Task description:
From the passage on the 1886 Nebraska gubernatorial election below, list every candidate nominated for governor, each with the party that nominated them.

Passage to read:

☆ ☆ ☆ ☆ ☆ ☆ ☆

The 1886 Nebraska gubernatorial election was held on November 2, 1886.

== Details ==

Incumbent Republican governor James W. Dawes did not seek reelection. The two candidates from the major parties were Republican nominee John Milton Thayer, a former United States senator from Nebraska, and Democratic nominee James E. North, the former mayor of Columbus, Nebraska.

Additionally, the Prohibition Party nominated Harvey W. Hardy, a former mayor of Lincoln, Nebraska, and a newly created "National Union" party nominated Jay Burrows, one of its founders from Filley, Nebraska. The National Union Party was founded just prior to the election of 1886 and appears to have been a precursor to the later populist movement in Nebraska. One source refers to the party as the "anti-monopoly party." The party was very closely associated with various figures such as John H. Powers and Charles Van Wyck who were later prominent in the populist movement. Jay Burrows was associated with the Nebraska Farmers' Alliance, which he helped found in Filley, Nebraska in 1880. Burrows later became the founder and editor of The Farmers' Alliance, a publication associated with the Farmers' Alliance movement founded in 1889.

☆ ☆ ☆ ☆ ☆ ☆ ☆

Dataset excerpts:
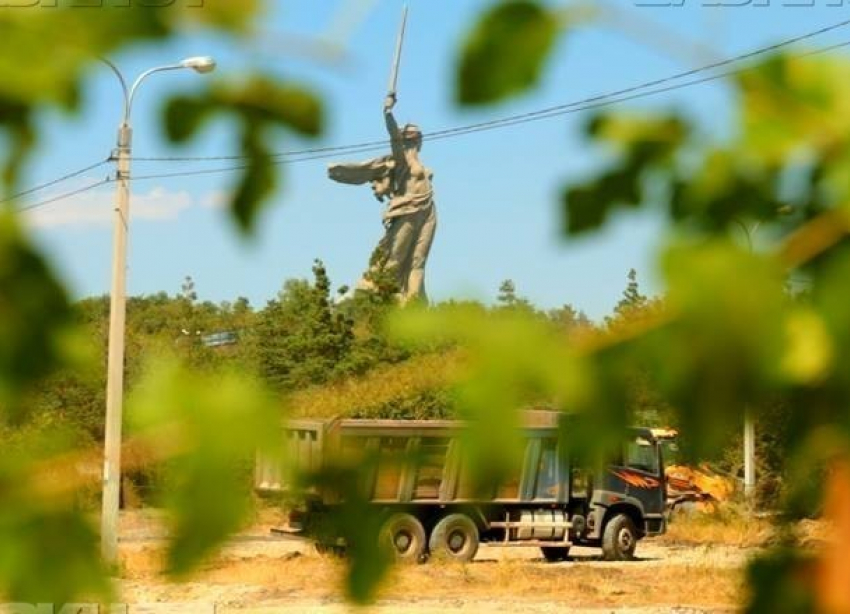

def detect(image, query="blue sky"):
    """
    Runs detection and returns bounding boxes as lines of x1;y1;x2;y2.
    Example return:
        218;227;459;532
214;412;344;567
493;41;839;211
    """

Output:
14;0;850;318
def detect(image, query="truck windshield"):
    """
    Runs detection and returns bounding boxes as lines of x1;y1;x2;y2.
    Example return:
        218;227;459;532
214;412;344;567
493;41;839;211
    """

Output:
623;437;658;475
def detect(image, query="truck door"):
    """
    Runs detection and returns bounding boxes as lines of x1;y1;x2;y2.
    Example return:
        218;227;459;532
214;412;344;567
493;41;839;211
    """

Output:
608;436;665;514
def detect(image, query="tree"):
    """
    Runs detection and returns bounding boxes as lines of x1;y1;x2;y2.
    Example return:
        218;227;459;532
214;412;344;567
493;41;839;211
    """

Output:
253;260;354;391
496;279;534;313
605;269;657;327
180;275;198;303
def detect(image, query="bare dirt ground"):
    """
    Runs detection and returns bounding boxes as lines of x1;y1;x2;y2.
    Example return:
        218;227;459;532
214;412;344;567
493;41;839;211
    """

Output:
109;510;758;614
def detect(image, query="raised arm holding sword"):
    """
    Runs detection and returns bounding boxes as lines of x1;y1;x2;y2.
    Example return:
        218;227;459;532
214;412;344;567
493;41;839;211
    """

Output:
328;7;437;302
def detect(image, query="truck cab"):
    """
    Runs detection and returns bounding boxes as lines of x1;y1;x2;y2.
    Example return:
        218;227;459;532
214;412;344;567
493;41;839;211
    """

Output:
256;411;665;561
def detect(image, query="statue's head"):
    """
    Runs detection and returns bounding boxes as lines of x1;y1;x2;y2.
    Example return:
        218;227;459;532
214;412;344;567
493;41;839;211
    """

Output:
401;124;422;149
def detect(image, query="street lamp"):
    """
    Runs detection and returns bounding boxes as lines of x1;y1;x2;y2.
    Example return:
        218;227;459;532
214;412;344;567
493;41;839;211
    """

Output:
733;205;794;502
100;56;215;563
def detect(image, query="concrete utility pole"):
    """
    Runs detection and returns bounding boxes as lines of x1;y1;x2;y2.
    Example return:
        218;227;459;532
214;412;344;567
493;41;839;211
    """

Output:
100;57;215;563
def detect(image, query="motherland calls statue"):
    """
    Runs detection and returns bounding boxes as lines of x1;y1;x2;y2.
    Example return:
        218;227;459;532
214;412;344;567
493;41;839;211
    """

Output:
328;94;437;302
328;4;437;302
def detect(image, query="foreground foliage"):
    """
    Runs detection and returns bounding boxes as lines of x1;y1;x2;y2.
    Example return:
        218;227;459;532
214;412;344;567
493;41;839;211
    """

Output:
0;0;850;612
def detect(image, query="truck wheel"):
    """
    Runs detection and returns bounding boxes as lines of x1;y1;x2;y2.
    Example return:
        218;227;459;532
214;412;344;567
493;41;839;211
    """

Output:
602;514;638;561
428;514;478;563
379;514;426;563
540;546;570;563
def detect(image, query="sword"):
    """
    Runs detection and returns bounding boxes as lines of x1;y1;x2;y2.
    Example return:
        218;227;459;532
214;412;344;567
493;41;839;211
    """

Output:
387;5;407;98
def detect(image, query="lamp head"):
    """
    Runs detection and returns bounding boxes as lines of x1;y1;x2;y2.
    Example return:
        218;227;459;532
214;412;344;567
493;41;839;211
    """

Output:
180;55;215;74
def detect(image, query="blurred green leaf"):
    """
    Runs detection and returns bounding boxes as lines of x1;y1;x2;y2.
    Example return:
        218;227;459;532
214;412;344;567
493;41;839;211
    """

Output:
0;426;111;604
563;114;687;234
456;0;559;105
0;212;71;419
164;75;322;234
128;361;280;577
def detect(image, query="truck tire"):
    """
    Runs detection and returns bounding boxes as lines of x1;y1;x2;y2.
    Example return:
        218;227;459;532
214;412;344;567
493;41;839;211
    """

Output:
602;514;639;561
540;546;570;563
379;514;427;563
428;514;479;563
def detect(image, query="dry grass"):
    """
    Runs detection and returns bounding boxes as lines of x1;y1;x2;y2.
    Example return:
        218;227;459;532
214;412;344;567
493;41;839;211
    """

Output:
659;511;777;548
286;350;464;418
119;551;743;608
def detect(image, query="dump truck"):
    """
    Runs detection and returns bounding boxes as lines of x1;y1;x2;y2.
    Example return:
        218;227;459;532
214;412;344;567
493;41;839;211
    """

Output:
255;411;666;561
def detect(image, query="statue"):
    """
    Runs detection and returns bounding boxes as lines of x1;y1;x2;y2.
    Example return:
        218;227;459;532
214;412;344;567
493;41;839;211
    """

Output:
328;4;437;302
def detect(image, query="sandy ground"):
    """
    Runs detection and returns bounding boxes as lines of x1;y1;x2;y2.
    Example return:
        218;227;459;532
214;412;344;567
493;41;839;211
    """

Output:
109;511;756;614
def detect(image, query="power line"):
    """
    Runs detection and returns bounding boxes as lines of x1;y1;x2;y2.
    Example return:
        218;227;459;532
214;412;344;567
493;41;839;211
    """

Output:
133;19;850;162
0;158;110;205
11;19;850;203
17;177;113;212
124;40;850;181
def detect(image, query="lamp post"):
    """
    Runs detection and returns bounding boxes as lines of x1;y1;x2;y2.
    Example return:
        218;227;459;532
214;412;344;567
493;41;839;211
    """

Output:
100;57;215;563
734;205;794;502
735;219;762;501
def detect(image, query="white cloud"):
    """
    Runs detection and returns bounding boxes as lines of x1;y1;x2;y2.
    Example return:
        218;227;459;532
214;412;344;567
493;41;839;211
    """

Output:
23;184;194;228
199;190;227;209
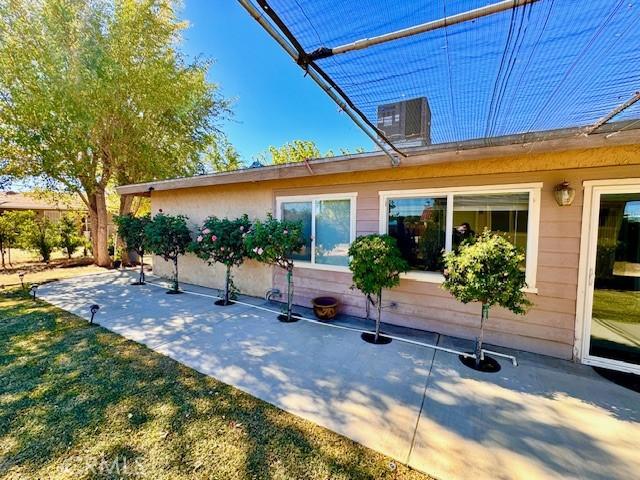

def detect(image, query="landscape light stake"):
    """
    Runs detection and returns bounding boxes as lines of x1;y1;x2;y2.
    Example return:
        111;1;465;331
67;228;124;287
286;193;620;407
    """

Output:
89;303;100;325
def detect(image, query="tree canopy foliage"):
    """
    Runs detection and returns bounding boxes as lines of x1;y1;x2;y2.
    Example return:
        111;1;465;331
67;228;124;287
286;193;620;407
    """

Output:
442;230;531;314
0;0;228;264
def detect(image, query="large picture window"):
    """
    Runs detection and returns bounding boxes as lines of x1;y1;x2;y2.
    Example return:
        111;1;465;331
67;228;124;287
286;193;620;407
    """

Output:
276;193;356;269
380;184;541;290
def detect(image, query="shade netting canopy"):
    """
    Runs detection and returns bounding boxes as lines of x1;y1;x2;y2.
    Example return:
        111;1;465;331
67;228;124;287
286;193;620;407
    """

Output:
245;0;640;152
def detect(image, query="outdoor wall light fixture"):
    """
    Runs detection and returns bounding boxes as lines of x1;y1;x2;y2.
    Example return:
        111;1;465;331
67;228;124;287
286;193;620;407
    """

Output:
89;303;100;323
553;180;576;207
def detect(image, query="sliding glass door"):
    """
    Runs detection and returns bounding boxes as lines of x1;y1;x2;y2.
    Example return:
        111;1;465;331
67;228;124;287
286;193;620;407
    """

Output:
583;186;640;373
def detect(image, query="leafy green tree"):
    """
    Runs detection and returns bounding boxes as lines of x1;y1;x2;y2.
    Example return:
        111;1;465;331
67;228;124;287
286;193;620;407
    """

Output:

☆ ☆ ☆ ☆ ☆ ☆ ☆

Response box:
- John Milton Thayer, Republican
- James E. North, Democratic
- Harvey W. Hardy, Prohibition Party
- Jay Burrows, National Union party